**Task instructions:** In the blog post below, condense the paragraph beginning "Unfortunately this is a generational thing" into a short bulleted list that keeps its main points.

**Extracted text:**
A few months ago I was asked to take part in a blog series called “Divas Wanna Know” by @Jendiva of Mind of a Diva, a great blog for women full of empowering posts that encourage women to redefine what it means to be a Diva.

This is part three of questions that women wanted to ask men in a frank and honest way. Here’s part I & part II.

What questions would you have asked? Leave your thoughts in the comments below.

1. How will you know when you’ve met the right woman? Or if you’re in a relationship how did you know?

For me it was a slow realization. As I spent time with her all my fears (yes we get scared too, no matter what we tell you) began to dissolve and I realized this was the person I NEEDED to be with (her personality complimented mine) and WANTED to be with (she is the one that I want to spend all of my time with) and when I realized this I had to marry her.

2. Is it important for you (as a man) to have a partner (wife) that is an intellectual equal or are there more important factors that you consider?

What’s more important is similar VALUES. What does she BELIEVE in? What motivates the course of her life? Sure intelligence is important, but what good is all that intellect if she doesn’t share the values you hold dear?

3. Why do men use texting, email, chat, and other nonverbal methods to end a relationship? Why do they feel that’s acceptable?

Unfortunately this is a generational thing, it’s irresponsible, disrespectful and lazy. What used to be a cop-out confined to High School and College is now infiltrated into “adult relationships.” Grown men in their late 20’s and up to their 40’s are using texting as way to deceive and avert responsibility. Why? Because way before the relationship is over, he’s already divorced his emotions and doesn’t want to deal with the woman. In his eyes sending a text, email or any other non verbal communication is his way of not dealing with the “emotional drama.” However, If a man needs to have a serious conversation with his woman it needs to face to face, period.

**Listed records:**

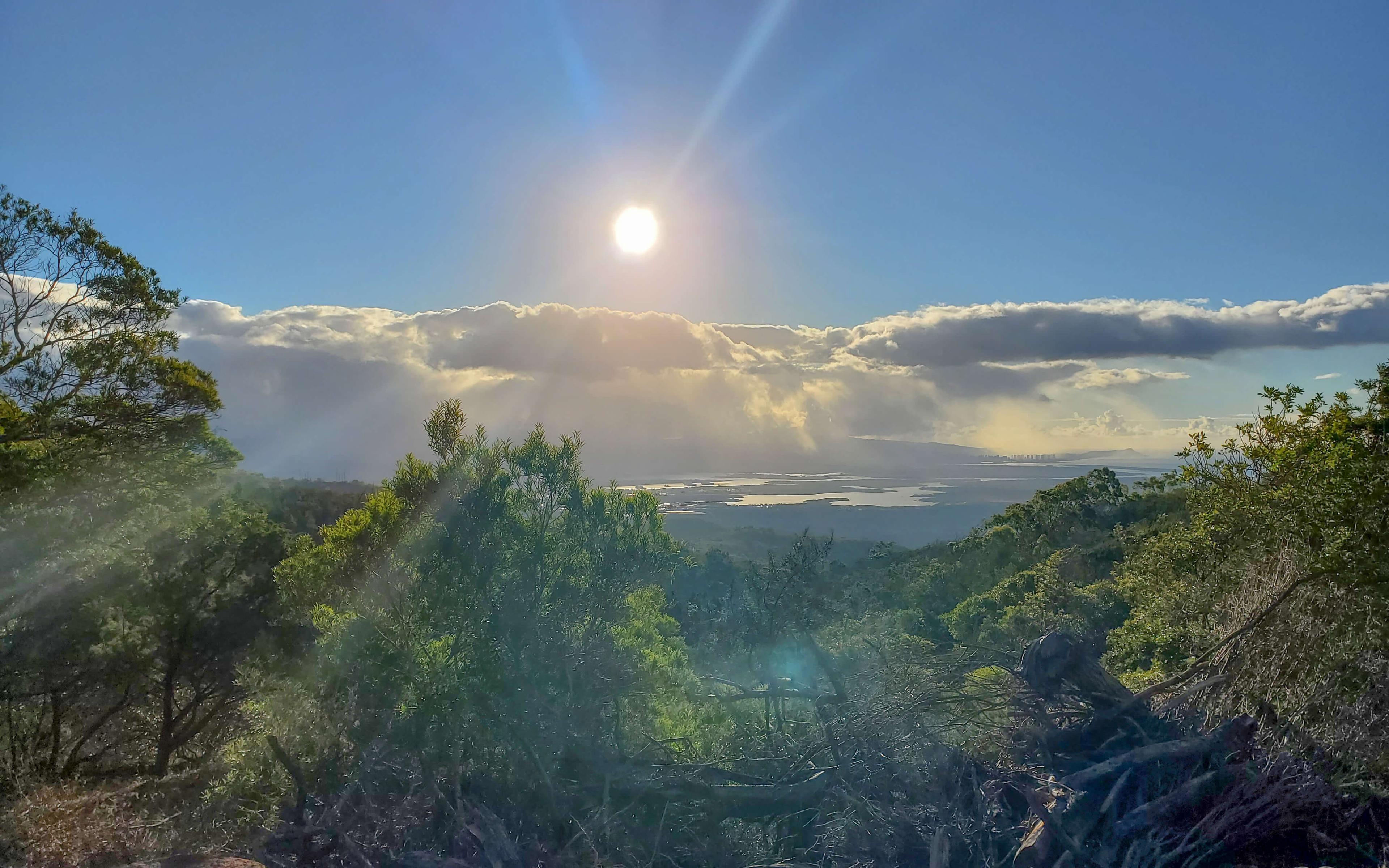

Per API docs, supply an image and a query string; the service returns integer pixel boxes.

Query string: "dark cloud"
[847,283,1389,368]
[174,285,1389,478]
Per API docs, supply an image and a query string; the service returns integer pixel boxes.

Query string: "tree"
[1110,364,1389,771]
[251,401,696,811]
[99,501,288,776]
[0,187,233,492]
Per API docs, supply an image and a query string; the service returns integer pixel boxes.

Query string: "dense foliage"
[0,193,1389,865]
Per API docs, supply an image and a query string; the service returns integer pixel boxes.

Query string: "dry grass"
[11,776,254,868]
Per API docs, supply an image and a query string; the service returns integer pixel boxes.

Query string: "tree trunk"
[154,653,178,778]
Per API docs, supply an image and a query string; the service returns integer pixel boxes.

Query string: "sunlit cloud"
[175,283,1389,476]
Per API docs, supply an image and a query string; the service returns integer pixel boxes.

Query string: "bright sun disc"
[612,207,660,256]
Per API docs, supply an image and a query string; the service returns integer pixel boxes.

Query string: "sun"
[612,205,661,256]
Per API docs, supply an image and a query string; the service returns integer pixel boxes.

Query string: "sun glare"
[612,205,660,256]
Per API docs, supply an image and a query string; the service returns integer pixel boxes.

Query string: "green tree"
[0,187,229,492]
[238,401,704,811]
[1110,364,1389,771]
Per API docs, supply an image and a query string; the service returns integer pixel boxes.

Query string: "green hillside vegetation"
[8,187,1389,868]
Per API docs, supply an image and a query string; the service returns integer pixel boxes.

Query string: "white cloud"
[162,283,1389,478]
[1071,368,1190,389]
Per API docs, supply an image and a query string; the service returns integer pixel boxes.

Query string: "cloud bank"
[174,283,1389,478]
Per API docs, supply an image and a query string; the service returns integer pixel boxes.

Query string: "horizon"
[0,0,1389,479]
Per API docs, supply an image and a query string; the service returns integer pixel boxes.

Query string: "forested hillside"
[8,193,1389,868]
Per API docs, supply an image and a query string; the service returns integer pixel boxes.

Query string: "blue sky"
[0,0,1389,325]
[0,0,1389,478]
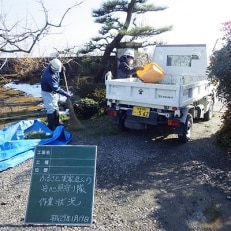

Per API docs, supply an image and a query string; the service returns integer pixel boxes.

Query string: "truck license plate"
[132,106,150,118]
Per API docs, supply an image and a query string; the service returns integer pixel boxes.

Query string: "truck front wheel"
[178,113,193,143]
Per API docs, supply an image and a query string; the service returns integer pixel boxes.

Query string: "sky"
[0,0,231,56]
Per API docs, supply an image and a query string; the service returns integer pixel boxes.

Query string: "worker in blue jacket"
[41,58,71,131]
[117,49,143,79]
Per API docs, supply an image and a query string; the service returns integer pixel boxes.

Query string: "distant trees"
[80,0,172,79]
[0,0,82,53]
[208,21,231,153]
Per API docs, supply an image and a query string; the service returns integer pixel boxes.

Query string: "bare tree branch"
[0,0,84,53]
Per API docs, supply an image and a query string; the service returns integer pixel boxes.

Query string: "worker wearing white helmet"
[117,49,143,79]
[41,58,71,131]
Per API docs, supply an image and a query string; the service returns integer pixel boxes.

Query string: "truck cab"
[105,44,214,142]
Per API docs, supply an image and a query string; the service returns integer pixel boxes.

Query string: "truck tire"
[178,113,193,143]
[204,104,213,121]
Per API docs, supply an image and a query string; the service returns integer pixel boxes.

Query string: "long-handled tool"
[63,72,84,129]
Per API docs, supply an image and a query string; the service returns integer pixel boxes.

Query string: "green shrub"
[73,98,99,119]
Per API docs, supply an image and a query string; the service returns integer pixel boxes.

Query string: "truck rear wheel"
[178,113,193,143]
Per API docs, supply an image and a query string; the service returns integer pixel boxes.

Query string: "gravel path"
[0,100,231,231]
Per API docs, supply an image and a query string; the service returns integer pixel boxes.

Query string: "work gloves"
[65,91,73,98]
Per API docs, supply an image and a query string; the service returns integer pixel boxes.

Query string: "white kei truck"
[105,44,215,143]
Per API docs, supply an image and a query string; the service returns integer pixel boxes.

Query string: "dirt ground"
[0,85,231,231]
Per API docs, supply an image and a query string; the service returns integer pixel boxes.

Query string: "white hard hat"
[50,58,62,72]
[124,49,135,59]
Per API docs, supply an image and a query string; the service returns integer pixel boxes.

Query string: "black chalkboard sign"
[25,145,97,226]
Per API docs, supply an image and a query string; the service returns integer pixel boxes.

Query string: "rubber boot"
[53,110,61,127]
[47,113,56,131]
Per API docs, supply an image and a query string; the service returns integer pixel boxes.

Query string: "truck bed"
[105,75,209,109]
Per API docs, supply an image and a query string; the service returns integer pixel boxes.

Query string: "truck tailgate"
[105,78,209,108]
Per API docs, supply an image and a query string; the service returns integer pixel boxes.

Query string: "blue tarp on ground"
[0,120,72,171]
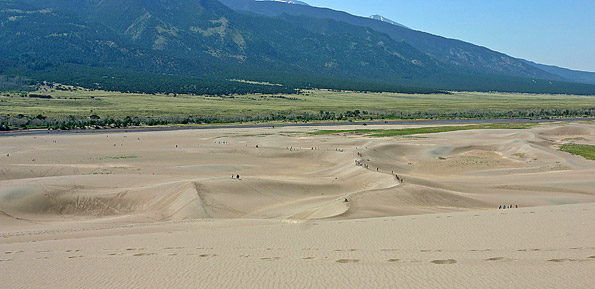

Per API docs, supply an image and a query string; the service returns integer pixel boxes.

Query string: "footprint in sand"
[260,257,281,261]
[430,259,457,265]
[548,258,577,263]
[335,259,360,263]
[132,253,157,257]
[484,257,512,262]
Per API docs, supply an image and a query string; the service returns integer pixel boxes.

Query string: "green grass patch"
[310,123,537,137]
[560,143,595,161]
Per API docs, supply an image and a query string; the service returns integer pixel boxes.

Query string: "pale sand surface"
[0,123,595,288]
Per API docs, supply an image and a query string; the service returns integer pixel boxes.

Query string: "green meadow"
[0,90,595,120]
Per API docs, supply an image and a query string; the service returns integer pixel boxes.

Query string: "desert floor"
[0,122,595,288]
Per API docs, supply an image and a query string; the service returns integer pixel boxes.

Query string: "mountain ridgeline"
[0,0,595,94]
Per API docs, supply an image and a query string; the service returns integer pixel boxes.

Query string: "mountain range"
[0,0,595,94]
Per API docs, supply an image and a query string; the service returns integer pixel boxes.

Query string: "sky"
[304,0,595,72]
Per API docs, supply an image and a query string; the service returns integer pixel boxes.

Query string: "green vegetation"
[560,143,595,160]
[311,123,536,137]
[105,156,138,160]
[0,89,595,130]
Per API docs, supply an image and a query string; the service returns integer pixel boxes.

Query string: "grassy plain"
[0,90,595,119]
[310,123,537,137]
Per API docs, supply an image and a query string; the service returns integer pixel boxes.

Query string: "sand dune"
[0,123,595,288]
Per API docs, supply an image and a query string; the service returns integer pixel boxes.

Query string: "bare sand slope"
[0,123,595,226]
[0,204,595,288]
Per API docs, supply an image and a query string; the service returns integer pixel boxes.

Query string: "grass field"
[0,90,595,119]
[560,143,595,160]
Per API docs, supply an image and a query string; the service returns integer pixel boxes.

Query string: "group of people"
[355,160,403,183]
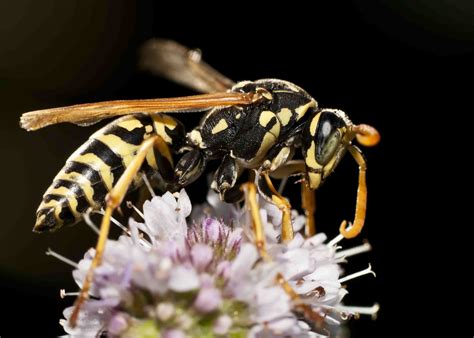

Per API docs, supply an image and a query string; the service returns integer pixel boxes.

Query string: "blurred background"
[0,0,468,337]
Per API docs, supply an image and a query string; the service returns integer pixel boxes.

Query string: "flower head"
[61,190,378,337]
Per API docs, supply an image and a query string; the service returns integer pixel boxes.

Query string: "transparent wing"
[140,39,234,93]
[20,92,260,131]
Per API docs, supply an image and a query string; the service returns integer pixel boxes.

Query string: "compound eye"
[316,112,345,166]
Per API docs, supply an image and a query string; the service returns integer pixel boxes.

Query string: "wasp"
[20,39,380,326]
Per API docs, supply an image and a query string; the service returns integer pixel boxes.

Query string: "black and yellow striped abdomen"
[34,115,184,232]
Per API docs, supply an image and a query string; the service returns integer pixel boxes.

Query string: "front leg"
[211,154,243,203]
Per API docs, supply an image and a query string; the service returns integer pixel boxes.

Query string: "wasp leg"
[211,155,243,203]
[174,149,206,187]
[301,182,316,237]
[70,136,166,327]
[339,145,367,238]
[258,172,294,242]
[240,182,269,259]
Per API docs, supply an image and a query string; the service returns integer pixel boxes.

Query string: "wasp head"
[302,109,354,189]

**Solution to this problem:**
- Ending a relationship by text, email, or other nonverbal means is a generational habit that is irresponsible, disrespectful, and lazy.
- It was once a cop-out limited to high school and college. It has now spread into adult relationships, with men from their late 20s into their 40s using texts to deceive and avoid responsibility.
- Long before the relationship is over, the man has already detached emotionally and doesn't want to deal with the woman or the "emotional drama."
- If a man needs to have a serious conversation with his partner, it must happen face to face.